─── Page excerpt

There is talk that the convenience and reasonable pricing of Netflix‘s movie streaming services might be slowly ending torrenting and peer-to-peer file sharing. This comes after its number of subscribers have reached that of Comcast and after it started accounting for 40% of bandwidth use during evening hours. What it looks like is that users are turning to Netflix to watch movies cheaply and legally rather than wait hours for a free but illegal download. Someone tell Jack Sparrow that the rum might be running out.
According to Arbor Network’s chief scientist Craig Labovitz, P2P has fallen to a single-digit percentage of North American network traffic (8 percent) down from highs of over 30 percent in 2007.
“I think Netflix, iTunes, and Direct Download all play a role in the diminishing P2P traffic volumes,” Labovitz said. Direct download refers to sites such as Rapid Upload and MegaVideo that many have turned to share files with friends and the world, without the need for peer-to-peer software.

──────

■ **Task instructions**
1/ Please duplicate the passage on Netflix and file sharing from "According to Arbor" to "for peer-to-peer software.".
2/ Answer these questions from the passage on Netflix and file sharing:
(a) What percentage of bandwidth use during evening hours does Netflix account for?
(b) To what share of North American network traffic has P2P fallen, according to Craig Labovitz?
(c) Which two sites are named as examples of direct download?
3/ Resume the passage on Netflix and file sharing after its final sentence.
None of the items are needed.

─── Provided information

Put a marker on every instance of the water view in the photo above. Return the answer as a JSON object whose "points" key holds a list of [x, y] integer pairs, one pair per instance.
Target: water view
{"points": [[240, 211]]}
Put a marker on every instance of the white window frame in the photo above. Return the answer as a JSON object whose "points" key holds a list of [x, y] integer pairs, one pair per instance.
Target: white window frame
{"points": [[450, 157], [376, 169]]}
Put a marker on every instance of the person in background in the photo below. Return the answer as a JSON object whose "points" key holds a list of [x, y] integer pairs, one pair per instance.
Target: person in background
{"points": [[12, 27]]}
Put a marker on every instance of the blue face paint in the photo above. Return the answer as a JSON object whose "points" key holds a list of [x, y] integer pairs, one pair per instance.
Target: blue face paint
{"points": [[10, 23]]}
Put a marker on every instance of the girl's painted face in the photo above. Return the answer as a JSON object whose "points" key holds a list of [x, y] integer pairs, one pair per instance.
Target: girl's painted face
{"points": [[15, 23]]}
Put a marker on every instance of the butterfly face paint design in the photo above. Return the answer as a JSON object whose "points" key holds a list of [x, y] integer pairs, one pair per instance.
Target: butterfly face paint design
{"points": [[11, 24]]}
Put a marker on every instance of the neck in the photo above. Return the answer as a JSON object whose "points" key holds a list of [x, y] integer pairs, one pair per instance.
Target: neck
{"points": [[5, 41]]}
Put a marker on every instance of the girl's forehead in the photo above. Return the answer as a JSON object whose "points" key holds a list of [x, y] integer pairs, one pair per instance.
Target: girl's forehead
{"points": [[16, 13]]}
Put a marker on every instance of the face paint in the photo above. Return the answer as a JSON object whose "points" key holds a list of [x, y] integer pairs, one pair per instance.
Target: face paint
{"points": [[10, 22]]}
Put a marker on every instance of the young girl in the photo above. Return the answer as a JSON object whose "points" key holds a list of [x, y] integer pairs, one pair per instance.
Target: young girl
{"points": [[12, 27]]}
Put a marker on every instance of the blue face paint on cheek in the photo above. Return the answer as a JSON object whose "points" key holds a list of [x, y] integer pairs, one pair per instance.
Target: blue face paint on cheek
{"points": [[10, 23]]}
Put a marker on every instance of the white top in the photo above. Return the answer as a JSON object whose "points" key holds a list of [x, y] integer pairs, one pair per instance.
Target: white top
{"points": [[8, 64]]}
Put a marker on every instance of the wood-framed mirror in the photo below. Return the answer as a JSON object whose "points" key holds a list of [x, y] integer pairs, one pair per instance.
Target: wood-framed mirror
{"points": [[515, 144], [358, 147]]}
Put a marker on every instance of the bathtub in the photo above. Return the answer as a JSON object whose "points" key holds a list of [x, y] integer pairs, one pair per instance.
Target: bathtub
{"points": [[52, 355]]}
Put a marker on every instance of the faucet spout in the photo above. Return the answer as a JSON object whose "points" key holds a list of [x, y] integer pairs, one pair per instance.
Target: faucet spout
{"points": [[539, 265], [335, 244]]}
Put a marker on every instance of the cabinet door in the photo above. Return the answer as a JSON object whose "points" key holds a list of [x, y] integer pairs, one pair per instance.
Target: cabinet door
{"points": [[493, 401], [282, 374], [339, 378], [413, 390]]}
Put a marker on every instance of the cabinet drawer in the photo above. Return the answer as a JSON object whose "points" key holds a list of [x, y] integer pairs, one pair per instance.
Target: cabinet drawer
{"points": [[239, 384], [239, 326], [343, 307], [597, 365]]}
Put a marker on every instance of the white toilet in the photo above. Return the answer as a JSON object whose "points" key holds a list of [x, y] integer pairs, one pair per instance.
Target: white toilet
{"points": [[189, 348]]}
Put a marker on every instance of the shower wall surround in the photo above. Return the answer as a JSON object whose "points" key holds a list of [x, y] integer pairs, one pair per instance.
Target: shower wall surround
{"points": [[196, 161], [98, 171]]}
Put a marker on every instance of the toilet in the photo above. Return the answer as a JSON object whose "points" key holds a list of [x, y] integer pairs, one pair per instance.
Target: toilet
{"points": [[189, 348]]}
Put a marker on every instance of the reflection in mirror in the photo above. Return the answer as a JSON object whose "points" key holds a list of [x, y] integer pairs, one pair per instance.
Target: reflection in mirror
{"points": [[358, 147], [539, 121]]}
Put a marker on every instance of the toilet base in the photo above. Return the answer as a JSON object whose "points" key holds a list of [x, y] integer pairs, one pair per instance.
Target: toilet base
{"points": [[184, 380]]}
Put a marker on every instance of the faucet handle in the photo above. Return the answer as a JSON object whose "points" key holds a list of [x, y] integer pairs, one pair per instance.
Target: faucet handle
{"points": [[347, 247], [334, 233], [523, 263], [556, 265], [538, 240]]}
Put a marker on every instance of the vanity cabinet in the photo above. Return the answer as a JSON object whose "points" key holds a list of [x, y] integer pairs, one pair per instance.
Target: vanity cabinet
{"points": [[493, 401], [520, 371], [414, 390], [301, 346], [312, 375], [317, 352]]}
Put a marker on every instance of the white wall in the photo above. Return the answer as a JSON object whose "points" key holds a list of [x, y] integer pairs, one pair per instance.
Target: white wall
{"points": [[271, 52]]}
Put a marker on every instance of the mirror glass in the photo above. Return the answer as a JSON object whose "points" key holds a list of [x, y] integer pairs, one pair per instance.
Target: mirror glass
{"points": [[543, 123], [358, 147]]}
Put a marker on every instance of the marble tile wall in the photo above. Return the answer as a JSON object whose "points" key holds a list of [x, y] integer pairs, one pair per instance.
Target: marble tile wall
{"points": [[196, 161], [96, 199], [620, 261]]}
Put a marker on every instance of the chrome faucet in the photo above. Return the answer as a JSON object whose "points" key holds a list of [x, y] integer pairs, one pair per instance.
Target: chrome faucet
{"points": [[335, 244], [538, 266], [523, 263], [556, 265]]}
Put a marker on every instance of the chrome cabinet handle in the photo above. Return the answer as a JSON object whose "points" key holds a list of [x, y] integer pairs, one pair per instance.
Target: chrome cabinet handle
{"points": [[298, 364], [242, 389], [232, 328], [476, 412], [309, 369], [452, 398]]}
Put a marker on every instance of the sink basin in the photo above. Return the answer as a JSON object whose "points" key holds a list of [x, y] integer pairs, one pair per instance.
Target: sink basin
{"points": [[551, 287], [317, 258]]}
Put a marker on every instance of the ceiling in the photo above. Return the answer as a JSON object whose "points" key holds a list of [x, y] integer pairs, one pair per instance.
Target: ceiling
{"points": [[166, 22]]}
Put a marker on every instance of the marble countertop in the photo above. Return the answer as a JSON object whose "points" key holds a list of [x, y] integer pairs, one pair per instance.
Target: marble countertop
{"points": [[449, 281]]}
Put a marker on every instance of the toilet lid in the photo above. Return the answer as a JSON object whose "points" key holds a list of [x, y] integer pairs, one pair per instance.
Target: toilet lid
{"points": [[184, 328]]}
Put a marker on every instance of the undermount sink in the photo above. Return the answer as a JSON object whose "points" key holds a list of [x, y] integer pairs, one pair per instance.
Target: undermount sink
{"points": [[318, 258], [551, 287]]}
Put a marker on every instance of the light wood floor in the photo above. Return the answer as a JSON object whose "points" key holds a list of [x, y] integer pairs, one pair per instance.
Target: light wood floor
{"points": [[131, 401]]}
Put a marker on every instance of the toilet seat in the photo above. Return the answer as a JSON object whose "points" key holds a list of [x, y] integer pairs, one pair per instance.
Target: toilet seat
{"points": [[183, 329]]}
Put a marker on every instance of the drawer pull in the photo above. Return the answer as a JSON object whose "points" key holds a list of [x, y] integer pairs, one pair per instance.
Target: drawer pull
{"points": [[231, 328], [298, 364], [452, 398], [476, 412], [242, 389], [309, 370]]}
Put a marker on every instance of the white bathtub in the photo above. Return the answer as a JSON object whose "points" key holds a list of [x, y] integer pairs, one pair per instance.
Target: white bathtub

──────

■ **Answers provided**
1/
According to Arbor Network’s chief scientist Craig Labovitz, P2P has fallen to a single-digit percentage of North American network traffic (8 percent) down from highs of over 30 percent in 2007.
“I think Netflix, iTunes, and Direct Download all play a role in the diminishing P2P traffic volumes,” Labovitz said. Direct download refers to sites such as Rapid Upload and MegaVideo that many have turned to share files with friends and the world, without the need for peer-to-peer software.

2/
(a) 40%
(b) 8 percent
(c) Rapid Upload and MegaVideo

3/
But this probably isn’t the end of America as a “nation of perpetual copyright scofflaws.” As long as the film industry is slow to put movies online, people will still find a way to do it. So there will be no “drowning sorrows in grog” over losing P2P movies any time soon. Other statistics show that P2P still grew from 15.1 percent to 19.2 percent in the same time period that Netflix reported growth (2009-2010). Said a commenter on Hacker News:
“When I want to watch a movie, the first place I go to is Netflix. I won’t tell you the second place I go to.”
Your move, film industry.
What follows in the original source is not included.